▶ [Written request A]:
Identify every line in the rows that contains the string "background", and copy each of those lines. Case counts.

# need a sweater....



## titiaamor (Sep 21, 2013)

It's getting chilly in the mornings here, and I want a sweater for my little Dragonlilly. 

Can you recommend the best place to find something practical? I went to Petco, but aside from a parka (which is great) the other clothes were decorative. I want a snug sweater or t-shirt for her torso to keep her comfortable on our morning walks.


----------



## debrawade10 (Oct 10, 2013)

On line I get a lot from Baxter Boo. I got this angora sweater for Lily on Amazon.
Good luck!


----------



## lilbabyvenus (Feb 8, 2009)

What size is she? 


Sent from Petguide.com Free App


----------



## titiaamor (Sep 21, 2013)

She is six pounds and is usually an extra-small or small.


----------



## AnnHelen (Nov 29, 2010)

Lupitas Burrito Wrap A Toasty Warm by LupitasChicBoutique on Etsy
What about this? 

Or else I also you can always find something else on etsy  just do a search and check it out..I'm on etsy everyday digging true hihi


----------



## lilbabyvenus (Feb 8, 2009)

Unfortunately I don't have any xs sweaters or shirts but I do have a small Lulu Pink sweater if you would want it. It used to be Venus' but she's gotten too large for it over the years. The only issue with it is Venus nibbled the sequins off of the heart on it.


----------



## titiaamor (Sep 21, 2013)

I'll take it! Thanks because I am low income. I guess I can PM you.


----------



## elaina (Jul 1, 2008)

message me your address. i'll send you a couple things too


----------

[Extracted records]
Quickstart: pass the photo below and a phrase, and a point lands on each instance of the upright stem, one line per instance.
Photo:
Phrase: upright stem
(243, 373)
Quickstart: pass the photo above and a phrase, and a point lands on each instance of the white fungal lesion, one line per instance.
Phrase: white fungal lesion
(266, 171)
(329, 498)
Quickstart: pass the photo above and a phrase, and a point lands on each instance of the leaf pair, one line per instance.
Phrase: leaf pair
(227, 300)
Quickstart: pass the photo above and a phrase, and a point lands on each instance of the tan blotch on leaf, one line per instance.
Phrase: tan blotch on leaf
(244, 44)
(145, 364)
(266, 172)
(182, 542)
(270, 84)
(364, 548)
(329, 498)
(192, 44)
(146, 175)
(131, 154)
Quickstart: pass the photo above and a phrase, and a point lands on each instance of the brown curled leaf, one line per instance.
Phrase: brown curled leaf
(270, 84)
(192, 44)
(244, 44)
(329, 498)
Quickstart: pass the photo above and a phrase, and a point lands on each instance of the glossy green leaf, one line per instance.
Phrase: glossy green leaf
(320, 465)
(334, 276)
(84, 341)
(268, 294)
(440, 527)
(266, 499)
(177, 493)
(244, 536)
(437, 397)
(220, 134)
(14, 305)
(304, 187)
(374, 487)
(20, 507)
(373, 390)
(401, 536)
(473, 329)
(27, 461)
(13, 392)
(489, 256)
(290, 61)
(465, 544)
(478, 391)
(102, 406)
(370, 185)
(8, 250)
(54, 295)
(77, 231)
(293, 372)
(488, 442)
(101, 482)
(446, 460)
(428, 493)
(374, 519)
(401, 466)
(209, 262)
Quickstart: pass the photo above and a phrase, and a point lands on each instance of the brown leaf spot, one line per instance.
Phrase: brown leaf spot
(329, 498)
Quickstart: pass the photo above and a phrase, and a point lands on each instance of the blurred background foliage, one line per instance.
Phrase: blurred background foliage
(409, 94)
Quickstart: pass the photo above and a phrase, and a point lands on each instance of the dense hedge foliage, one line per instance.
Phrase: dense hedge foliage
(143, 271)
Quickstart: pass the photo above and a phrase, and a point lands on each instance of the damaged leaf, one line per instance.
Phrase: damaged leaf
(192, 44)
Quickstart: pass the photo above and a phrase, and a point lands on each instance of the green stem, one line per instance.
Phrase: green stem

▶ [Written request B]:
Based on the sweater thread, is each statement true: (i) Apart from the parka, the clothes at Petco were decorative; (ii) Dragonlilly weighs eight pounds; (iii) Venus nibbled the sequins off the heart on the Lulu Pink sweater? Answer yes or no for each, quoting the words from the thread that decide it.

▶ [Reply A]:
Quickstart: pass the photo above and a phrase, and a point lands on each instance of the blurred background foliage, one line per instance.
Phrase: blurred background foliage

▶ [Reply B]:
(i) Yes: "aside from a parka (which is great) the other clothes were decorative"
(ii) No: "She is six pounds and is usually an extra-small or small."
(iii) Yes: "The only issue with it is Venus nibbled the sequins off of the heart on it."